--- YOUR ASSIGNMENT ---
Could you repeat the records shown below exactly as written?

--- DATA TO USE ---
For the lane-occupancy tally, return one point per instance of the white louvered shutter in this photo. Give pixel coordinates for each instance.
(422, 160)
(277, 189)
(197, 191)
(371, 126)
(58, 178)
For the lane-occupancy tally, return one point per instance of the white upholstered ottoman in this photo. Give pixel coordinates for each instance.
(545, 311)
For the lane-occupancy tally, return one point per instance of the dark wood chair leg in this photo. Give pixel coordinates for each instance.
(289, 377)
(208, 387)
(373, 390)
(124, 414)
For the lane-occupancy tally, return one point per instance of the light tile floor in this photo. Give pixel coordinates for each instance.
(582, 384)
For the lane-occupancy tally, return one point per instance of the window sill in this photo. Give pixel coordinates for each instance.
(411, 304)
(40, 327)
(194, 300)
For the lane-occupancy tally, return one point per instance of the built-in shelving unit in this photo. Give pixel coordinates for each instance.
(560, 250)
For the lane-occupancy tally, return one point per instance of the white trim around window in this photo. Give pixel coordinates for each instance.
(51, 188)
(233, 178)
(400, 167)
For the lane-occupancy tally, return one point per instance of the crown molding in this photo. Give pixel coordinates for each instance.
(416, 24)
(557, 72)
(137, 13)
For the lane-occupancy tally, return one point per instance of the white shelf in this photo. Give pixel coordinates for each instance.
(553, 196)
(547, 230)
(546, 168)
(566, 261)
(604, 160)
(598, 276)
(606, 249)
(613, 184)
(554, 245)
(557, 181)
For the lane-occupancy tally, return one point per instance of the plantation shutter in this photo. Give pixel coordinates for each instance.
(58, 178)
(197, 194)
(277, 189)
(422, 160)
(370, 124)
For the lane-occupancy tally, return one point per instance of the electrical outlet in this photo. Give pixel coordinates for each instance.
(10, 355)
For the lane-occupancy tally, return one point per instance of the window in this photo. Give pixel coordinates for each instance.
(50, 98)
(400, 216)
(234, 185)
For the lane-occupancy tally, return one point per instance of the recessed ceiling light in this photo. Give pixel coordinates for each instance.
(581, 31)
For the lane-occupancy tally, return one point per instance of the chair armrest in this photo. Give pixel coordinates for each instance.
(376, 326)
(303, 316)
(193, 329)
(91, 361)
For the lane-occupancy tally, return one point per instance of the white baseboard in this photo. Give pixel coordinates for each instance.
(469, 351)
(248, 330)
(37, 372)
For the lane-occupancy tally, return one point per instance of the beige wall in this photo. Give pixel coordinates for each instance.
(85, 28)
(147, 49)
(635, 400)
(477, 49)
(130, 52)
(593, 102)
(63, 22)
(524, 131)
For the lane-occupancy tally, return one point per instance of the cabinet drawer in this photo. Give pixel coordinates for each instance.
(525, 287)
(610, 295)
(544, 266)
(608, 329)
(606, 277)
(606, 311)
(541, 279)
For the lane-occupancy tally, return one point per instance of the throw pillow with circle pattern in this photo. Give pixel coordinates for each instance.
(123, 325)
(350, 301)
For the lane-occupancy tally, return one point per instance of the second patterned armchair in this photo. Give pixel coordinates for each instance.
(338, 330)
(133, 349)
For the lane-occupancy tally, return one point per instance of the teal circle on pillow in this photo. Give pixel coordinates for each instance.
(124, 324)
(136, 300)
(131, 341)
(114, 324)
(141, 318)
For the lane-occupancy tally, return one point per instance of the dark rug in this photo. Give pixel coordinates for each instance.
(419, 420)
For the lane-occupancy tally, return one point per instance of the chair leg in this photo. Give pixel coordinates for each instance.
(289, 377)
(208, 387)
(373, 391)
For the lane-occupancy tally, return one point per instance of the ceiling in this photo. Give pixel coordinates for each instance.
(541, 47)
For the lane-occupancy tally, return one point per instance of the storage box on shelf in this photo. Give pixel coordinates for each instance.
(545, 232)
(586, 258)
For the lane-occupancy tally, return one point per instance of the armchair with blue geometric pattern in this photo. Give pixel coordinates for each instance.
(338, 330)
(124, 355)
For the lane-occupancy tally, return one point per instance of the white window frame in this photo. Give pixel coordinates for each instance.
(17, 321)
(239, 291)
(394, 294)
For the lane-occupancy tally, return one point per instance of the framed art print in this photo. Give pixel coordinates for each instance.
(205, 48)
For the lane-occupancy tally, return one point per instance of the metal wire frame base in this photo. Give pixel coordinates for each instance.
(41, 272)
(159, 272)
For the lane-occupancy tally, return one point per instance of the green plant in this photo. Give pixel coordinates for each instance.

--- EXERCISE SOLUTION ---
For the lane-occupancy tally, return one point per instance of the white louvered shutter in this photo. Give pixel coordinates for each instance.
(422, 160)
(277, 189)
(197, 191)
(371, 126)
(58, 178)
For the lane-occupancy tally, return one point per instance of the white upholstered ottoman in this photo. Give pixel coordinates for each instance.
(545, 311)
For the lane-occupancy tally, return one point per instance of the dark wood chair leg in this photo. Give pixel coordinates for each instance.
(289, 377)
(208, 387)
(373, 390)
(124, 414)
For the lane-occupancy tally, return one point per instance of the light tile floor in this photo. Give pixel coordinates for each instance.
(582, 384)
For the lane-occupancy tally, return one point per instance of the window sill in this photo. Give pixel coordinates for each instance.
(411, 304)
(40, 327)
(194, 300)
For the lane-occupancy tally, return one point per instance of the built-in shelving unit in this photo. Give pixel coordinates for each instance.
(560, 250)
For the lane-occupancy tally, return one point per instance of the white trim around window in this photo. Give pixel coordinates for each instance.
(51, 188)
(233, 178)
(400, 167)
For the lane-occupancy tally, return one point per instance of the crown molding in this photo. Give pixel coordinates for each instance.
(416, 24)
(557, 72)
(137, 13)
For the lane-occupancy tally, return one point per instance of the white shelf in this photo. Give pixel coordinates for each instance.
(553, 196)
(547, 230)
(546, 168)
(566, 261)
(604, 160)
(598, 276)
(606, 249)
(613, 184)
(554, 245)
(557, 181)
For the lane-occupancy tally, return one point per instance of the plantation shutter in this photo. Give pixel coordinates for each instance.
(58, 178)
(197, 194)
(277, 189)
(422, 160)
(370, 124)
For the lane-occupancy tally, return one point per instance of the electrical outlet in this photo. Give pixel coordinates for each instance.
(10, 355)
For the lane-occupancy tally, return one point per instance of the window in this photo. Give pixel coordinates for each instance.
(50, 98)
(400, 216)
(234, 185)
For the lane-occupancy tally, return one point per instance of the recessed ceiling light in this photo. Give pixel coordinates for each instance.
(581, 31)
For the lane-occupancy tally, return one point per instance of the chair armrest in this photo. Give pixel coordinates for each instance.
(376, 326)
(303, 316)
(193, 329)
(91, 361)
For the lane-occupancy tally, return one point per instance of the white baseboard in this photo. Give pixel coordinates for each instance.
(469, 351)
(248, 330)
(37, 372)
For the lane-occupancy tally, return one point per instance of the beige wall in this photo. Give pixel coordinates for each instance.
(85, 28)
(147, 49)
(635, 400)
(477, 49)
(130, 52)
(593, 102)
(63, 22)
(524, 131)
For the lane-occupancy tally, return one point per instance of the cabinet drawer in this photo. Give pixel coordinates for each instance.
(525, 287)
(610, 295)
(544, 266)
(608, 329)
(606, 277)
(606, 311)
(541, 279)
For the lane-occupancy tally, return one point per instance of the throw pillow with circle pattern in this photo. Give pixel coordinates for each instance.
(123, 325)
(350, 301)
For the lane-occupancy tally, return one point per instance of the second patterned armchair in this photo. Give pixel coordinates for each instance.
(338, 330)
(133, 349)
For the lane-occupancy tally, return one point per instance of the teal circle on pillow in this photo. Give pixel coordinates for each instance.
(124, 324)
(136, 300)
(131, 341)
(114, 324)
(141, 318)
For the lane-occupancy tally, return one point per instance of the dark rug in this photo. Give pixel coordinates for each instance.
(419, 420)
For the lane-occupancy tally, return one point per instance of the chair leg in this photo. Give pixel coordinates for each instance.
(289, 377)
(208, 387)
(373, 391)
For the lane-occupancy tally, return one point per instance of the ceiling in this photo. Give pixel coordinates for each instance.
(541, 47)
For the lane-occupancy tally, return one point per instance of the storage box on shelf in this photo. Give pixel coordinates for each instance.
(545, 232)
(586, 258)
For the lane-occupancy tally, return one point per instance of the armchair with blue geometric pattern in this photo. Give pixel coordinates for each instance.
(338, 330)
(124, 355)
For the lane-occupancy tally, return one point per instance of the white window frame in this photo. Give pixel coordinates for each instance.
(17, 321)
(239, 291)
(394, 294)
For the lane-occupancy tally, return one point per instance of the framed art print in this photo. Give pixel coordinates for each instance.
(205, 48)
For the lane-occupancy tally, return one point per instance of the metal wire frame base in this photo. Give pixel coordinates for each instance.
(41, 272)
(159, 272)
For the lane-occupancy tally, return one point per instance of the green plant in this photo. Give pixel coordinates for each instance.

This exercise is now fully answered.